3.2 Payment of Dividend. Within 60 days of the Company’s fiscal year-end the Company shall deliver payment of the Dividend to the Shareholders. Each Shareholder will be entitled to their portion of the Dividend as follows:
Christopher Grunder | 55% | ||
Other shareholders | 25% | ||
SPGX | 20% |
Part 4
general
4.1 Notices. Any notice, payment, direction, or other instrument required or permitted to be given under this agreement will be in writing and may be given by delivering same or mailing same by registered mail or sending same by telegram, e-mail, telecommunication device, or other similar form of communication to the following addresses:
If to: Christopher Grunder
Christopher Grunder
c/o Falkenstrasse 28, Zurich, Switzerland, 8008
E-mail: ***@***
If to SPGX:
Sustainable Petroleum Group Inc.

## Extracted information
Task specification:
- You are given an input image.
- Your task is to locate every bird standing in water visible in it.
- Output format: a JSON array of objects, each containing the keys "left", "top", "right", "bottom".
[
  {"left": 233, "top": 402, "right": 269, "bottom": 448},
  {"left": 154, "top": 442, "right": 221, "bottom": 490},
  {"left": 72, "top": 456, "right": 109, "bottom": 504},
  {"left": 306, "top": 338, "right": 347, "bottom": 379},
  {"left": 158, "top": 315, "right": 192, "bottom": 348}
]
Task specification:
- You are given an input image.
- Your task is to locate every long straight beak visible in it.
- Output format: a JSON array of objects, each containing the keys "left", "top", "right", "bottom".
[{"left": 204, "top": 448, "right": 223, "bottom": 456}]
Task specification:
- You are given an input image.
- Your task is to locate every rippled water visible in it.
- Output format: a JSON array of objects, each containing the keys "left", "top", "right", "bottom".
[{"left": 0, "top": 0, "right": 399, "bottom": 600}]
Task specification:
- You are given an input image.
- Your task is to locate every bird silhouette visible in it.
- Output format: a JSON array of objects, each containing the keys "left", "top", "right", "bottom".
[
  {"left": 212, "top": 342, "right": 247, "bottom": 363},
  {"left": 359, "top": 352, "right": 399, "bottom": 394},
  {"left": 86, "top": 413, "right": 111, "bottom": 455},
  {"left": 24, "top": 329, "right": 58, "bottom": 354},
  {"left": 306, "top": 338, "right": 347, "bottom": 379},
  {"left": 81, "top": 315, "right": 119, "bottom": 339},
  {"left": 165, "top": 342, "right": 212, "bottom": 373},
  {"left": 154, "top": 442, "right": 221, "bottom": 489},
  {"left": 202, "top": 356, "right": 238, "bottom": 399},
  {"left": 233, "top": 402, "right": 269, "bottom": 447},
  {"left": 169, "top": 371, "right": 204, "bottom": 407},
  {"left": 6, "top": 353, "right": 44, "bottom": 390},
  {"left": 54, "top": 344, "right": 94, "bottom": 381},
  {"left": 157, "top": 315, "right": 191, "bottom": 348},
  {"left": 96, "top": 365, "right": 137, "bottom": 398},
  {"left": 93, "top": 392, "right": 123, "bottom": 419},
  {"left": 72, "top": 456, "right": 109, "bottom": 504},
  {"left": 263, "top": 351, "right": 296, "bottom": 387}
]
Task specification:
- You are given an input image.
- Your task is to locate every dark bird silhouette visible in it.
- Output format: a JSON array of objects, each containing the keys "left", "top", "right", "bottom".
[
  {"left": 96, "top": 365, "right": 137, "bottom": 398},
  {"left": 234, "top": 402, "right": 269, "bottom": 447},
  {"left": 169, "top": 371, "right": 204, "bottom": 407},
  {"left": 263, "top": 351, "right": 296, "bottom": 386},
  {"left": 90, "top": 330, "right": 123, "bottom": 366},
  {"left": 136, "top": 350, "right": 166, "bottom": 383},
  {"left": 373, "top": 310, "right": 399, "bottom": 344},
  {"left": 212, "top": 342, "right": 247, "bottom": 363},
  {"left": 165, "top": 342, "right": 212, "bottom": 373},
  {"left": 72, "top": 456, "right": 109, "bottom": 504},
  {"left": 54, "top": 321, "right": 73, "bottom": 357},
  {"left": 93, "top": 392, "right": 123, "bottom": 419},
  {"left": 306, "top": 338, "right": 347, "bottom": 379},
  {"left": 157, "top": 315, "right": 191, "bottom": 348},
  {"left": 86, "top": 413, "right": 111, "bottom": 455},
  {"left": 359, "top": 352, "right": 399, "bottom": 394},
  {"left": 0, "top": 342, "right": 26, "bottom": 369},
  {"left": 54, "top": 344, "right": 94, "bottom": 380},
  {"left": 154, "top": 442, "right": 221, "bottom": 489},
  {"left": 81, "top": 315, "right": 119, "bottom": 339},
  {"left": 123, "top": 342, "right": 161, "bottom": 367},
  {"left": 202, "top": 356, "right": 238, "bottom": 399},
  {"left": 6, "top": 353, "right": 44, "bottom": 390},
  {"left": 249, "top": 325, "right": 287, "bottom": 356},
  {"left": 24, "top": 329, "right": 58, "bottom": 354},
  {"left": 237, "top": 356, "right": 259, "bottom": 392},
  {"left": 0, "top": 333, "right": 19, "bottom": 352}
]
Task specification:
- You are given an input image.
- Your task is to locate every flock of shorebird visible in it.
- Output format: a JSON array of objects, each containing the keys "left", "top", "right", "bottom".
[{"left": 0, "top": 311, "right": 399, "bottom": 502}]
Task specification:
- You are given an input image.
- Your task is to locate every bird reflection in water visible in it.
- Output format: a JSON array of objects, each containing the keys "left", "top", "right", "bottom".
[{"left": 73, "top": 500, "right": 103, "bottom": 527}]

...

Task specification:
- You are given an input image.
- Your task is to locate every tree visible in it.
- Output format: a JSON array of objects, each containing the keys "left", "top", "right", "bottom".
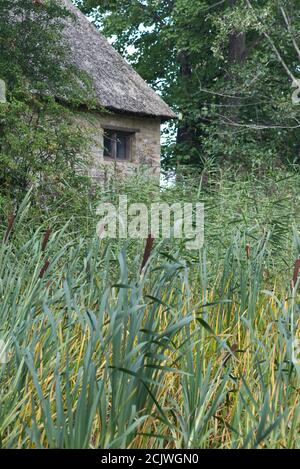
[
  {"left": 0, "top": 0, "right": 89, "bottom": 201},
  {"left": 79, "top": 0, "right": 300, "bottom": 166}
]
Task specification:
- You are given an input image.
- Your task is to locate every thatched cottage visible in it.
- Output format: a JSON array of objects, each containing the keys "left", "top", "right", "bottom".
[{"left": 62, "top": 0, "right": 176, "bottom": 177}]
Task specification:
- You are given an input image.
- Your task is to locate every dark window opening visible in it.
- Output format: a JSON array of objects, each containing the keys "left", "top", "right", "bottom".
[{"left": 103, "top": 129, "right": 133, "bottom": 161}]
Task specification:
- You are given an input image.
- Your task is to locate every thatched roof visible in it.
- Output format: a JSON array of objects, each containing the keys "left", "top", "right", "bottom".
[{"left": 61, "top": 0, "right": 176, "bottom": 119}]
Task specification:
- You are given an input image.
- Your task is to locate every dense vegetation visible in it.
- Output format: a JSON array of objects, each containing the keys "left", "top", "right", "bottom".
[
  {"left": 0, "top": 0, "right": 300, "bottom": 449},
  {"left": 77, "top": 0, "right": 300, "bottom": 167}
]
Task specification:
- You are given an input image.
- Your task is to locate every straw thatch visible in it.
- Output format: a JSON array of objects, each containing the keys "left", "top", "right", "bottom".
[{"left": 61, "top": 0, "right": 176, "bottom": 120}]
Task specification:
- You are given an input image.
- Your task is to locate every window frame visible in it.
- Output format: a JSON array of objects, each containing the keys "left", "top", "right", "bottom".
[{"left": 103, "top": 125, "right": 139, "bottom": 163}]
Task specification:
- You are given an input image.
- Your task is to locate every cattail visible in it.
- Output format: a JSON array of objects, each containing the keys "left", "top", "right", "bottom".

## Task goal
Reproduce the dividend agreement excerpt word for word, starting at "3.2 Payment of" and ending at "Petroleum Group Inc.".

## Solution to the problem
3.2 Payment of Dividend. Within 60 days of the Company’s fiscal year-end the Company shall deliver payment of the Dividend to the Shareholders. Each Shareholder will be entitled to their portion of the Dividend as follows:
Christopher Grunder | 55% | ||
Other shareholders | 25% | ||
SPGX | 20% |
Part 4
general
4.1 Notices. Any notice, payment, direction, or other instrument required or permitted to be given under this agreement will be in writing and may be given by delivering same or mailing same by registered mail or sending same by telegram, e-mail, telecommunication device, or other similar form of communication to the following addresses:
If to: Christopher Grunder
Christopher Grunder
c/o Falkenstrasse 28, Zurich, Switzerland, 8008
E-mail: ***@***
If to SPGX:
Sustainable Petroleum Group Inc.